## Raw records
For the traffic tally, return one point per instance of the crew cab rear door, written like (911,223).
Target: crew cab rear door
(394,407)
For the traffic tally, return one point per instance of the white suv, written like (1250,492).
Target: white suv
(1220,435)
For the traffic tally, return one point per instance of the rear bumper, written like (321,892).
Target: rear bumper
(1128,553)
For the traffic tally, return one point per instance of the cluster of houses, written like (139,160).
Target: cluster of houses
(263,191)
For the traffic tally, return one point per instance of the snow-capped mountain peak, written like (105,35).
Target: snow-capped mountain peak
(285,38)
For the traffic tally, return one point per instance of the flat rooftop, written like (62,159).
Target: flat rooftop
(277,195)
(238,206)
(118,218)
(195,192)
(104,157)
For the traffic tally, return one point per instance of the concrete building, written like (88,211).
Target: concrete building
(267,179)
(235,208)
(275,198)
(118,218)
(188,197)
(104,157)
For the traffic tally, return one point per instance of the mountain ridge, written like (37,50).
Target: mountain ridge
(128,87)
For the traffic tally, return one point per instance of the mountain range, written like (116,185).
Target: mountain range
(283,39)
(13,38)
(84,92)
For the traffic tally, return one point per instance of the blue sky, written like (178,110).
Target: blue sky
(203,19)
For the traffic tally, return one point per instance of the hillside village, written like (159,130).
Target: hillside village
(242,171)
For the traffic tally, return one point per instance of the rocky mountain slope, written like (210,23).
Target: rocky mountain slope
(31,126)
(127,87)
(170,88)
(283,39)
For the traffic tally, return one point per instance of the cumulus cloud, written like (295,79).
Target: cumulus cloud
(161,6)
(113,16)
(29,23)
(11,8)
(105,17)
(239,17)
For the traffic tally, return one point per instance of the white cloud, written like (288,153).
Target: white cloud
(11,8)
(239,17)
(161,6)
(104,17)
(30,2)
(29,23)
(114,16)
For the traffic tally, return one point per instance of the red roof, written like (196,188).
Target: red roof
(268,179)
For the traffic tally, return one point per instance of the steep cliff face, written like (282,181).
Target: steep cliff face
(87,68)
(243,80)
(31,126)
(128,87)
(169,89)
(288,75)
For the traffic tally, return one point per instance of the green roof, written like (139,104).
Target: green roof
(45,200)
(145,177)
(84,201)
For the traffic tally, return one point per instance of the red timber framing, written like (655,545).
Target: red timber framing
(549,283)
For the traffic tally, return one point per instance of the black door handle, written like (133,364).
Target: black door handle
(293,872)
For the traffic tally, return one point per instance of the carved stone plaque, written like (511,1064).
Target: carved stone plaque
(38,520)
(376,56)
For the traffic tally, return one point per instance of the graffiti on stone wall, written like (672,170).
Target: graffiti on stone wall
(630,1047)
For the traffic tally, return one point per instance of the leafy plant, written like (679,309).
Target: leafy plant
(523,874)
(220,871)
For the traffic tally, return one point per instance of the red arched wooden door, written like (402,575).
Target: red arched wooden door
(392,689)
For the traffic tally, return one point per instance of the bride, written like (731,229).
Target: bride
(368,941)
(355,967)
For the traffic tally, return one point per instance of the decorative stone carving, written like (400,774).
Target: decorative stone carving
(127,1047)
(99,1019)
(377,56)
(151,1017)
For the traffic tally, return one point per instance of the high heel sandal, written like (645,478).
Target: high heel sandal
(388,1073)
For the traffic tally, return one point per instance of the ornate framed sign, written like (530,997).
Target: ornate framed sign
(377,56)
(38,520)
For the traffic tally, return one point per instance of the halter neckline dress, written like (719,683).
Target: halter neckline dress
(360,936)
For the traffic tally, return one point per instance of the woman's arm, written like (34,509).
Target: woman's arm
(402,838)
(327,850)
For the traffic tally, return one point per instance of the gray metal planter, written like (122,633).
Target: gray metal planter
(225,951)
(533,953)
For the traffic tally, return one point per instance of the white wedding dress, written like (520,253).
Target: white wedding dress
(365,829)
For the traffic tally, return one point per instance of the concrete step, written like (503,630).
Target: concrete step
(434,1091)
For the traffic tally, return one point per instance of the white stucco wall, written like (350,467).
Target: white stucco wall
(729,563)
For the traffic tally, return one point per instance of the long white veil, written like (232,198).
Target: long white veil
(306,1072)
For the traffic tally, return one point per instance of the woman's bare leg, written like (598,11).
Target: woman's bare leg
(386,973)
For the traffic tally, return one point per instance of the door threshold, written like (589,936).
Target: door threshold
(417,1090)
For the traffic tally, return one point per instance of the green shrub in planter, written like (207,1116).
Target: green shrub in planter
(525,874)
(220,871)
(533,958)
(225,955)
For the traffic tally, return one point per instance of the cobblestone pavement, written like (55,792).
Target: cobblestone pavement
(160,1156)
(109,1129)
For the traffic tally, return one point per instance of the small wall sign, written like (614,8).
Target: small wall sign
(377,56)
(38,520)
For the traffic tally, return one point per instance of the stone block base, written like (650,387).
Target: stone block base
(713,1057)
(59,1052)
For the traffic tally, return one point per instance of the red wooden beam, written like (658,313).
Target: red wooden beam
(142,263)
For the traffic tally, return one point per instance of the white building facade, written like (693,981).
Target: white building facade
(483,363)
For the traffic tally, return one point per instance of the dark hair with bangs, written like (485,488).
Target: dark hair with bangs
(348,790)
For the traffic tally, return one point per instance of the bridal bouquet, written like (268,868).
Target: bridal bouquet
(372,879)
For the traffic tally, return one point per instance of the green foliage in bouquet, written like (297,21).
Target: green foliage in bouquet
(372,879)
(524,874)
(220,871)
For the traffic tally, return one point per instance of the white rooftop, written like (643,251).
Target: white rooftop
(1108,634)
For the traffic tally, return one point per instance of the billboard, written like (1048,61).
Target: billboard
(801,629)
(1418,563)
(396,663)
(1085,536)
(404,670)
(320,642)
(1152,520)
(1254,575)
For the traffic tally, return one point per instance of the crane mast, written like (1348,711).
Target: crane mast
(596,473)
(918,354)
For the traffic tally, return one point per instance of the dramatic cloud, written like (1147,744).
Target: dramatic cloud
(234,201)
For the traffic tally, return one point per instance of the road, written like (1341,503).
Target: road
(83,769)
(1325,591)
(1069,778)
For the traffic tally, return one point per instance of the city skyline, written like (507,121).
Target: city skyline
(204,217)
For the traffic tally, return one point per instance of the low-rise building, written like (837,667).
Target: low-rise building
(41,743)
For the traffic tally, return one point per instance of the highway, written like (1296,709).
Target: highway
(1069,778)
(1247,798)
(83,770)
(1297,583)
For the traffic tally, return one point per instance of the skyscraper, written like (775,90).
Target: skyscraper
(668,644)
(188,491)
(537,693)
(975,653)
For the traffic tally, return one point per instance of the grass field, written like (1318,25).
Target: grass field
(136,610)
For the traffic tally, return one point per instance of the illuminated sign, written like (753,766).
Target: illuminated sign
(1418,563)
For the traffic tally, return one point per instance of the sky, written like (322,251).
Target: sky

## Instructions for the task
Return exactly the lines of the data, and only those, from the line with "written like (1296,709)." through the last line, inclusive.

## Task output
For the traffic tally, return one point per instance of the highway, written like (1296,709).
Target: highway
(1069,778)
(1247,798)
(83,770)
(1297,583)
For the traffic tally, return one point per instance of the skyscraper, written like (775,90).
Target: skyscraper
(668,644)
(188,491)
(537,693)
(975,653)
For the traffic tally, return one point per instance of the grass field, written like (1318,25).
Target: grass field
(136,610)
For the traffic tally, return one point per instance of the illuminated sign, written like (753,766).
Target: illuminated sign
(1418,563)
For the traffic tally, return one point per instance of the sky, written like (322,251).
Target: sky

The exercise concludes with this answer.